— TASK OBJECTIVE —
Repeat the data exactly, leaving out any image.

— DATA TO PROCESS —
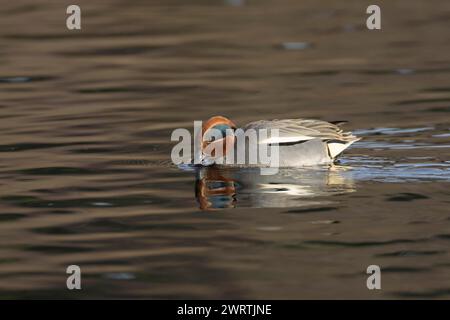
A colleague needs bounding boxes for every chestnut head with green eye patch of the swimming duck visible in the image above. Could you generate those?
[201,116,236,165]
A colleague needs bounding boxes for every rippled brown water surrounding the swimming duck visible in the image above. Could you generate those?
[0,0,450,299]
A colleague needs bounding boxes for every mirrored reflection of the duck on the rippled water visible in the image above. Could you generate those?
[195,166,355,210]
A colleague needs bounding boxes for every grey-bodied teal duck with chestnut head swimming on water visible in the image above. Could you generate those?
[200,116,361,168]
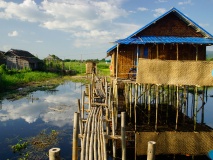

— TASK OUTPUT —
A colleague needs bounding boxes for every chestnut head with green eye patch of the swimming duck visible in the image above. Could you generate those?
[201,116,236,165]
A colleague needs bounding boxes for every rippled brown water surrounding the swimming duck visible in the image above. Could you generate those?
[0,0,450,299]
A colleague needs bounding boxes for every mirrored reflection of the duck on the rippled water visible in the image above. Could you generate those?
[195,166,355,210]
A colleague needs bounding boxes for every grey-bodied teal duck with chestnut head swimming on water visible in the image above. Could you generate those?
[200,116,361,168]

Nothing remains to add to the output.